Task instructions:
Without changing anything, copy out each entry.

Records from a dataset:

· · · · ·

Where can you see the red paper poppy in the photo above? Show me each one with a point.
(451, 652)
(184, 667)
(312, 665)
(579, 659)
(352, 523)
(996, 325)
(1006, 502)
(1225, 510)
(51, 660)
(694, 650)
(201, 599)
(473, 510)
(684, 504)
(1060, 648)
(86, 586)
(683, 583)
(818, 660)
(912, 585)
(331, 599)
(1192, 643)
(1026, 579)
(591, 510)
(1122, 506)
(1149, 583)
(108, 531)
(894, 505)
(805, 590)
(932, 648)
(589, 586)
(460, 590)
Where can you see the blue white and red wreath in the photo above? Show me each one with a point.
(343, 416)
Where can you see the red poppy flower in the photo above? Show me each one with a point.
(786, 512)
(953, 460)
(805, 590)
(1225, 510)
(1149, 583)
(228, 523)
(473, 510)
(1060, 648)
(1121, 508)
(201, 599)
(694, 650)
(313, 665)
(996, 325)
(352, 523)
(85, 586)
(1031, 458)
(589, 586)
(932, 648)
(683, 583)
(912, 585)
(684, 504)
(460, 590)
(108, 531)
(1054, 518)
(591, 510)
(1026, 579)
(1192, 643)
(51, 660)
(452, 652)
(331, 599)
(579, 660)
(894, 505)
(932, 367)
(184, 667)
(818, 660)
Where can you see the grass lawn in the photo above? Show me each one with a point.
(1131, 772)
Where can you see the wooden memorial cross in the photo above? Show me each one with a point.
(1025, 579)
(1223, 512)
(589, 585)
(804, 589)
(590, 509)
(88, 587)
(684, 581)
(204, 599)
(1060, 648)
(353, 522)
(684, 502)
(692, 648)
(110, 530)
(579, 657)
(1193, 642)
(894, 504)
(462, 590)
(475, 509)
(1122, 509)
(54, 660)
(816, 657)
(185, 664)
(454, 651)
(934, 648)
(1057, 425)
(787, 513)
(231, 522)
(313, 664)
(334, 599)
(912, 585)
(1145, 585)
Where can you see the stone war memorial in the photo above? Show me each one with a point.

· · · · ·

Written solution:
Where can you see the red paper poppy in the photo above? Show me each one with a point.
(451, 652)
(184, 667)
(312, 665)
(579, 659)
(352, 523)
(996, 325)
(1006, 502)
(1225, 510)
(51, 660)
(694, 650)
(201, 599)
(473, 510)
(684, 504)
(1060, 648)
(86, 586)
(683, 583)
(818, 660)
(912, 585)
(331, 599)
(1192, 643)
(1026, 579)
(591, 510)
(1122, 506)
(1149, 583)
(108, 531)
(894, 505)
(805, 590)
(932, 648)
(589, 586)
(460, 590)
Where can you see the blue white and red wreath in the photo above? Show me each one with a point.
(343, 416)
Where can you see the red poppy flower in the photo above? Show me each one with a point.
(786, 512)
(953, 460)
(805, 590)
(1225, 510)
(1149, 583)
(228, 523)
(473, 510)
(1060, 648)
(1121, 508)
(201, 599)
(694, 650)
(313, 665)
(996, 325)
(352, 523)
(85, 586)
(1031, 458)
(589, 586)
(932, 648)
(683, 583)
(912, 585)
(684, 504)
(460, 590)
(108, 531)
(1054, 518)
(591, 510)
(1026, 579)
(1192, 643)
(51, 660)
(452, 652)
(331, 599)
(579, 660)
(894, 505)
(932, 367)
(184, 667)
(818, 660)
Where can you see the grass lawn in the photo above? Show me each one with a point.
(1131, 772)
Where can you see the wooden memorial cross in the photo above? Show me each one with a point.
(1025, 579)
(1223, 512)
(589, 585)
(804, 589)
(590, 509)
(88, 587)
(684, 581)
(204, 599)
(1060, 648)
(353, 522)
(684, 502)
(692, 648)
(110, 530)
(579, 657)
(1193, 642)
(894, 504)
(462, 590)
(475, 509)
(1122, 509)
(54, 660)
(816, 657)
(185, 664)
(454, 651)
(934, 648)
(1057, 425)
(787, 513)
(231, 522)
(313, 664)
(334, 599)
(912, 585)
(1145, 585)
Where can you see the stone war memorial in the photo above? Show me each one with a point.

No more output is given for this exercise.